Object location annotation data
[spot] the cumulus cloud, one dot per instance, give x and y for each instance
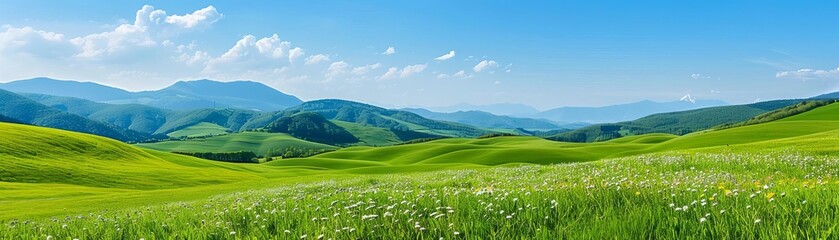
(460, 74)
(197, 57)
(199, 18)
(485, 64)
(336, 68)
(391, 73)
(446, 56)
(250, 52)
(407, 71)
(809, 74)
(149, 25)
(698, 76)
(295, 53)
(315, 59)
(366, 68)
(389, 51)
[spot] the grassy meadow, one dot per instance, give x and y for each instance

## What is asked
Convert every line of the records above into a numbered list, dropping any blank lines. Leave the pictures out of your answer.

## Solution to this problem
1. [spot] the cumulus cloud, one dot per instance, give x and y for each instance
2. (460, 74)
3. (197, 57)
4. (199, 18)
5. (485, 64)
6. (336, 68)
7. (391, 73)
8. (446, 56)
9. (250, 52)
10. (407, 71)
11. (809, 74)
12. (149, 25)
13. (698, 76)
14. (295, 53)
15. (315, 59)
16. (366, 68)
17. (389, 51)
18. [spot] the grassy meadow, one dot per instance, give x and y for each instance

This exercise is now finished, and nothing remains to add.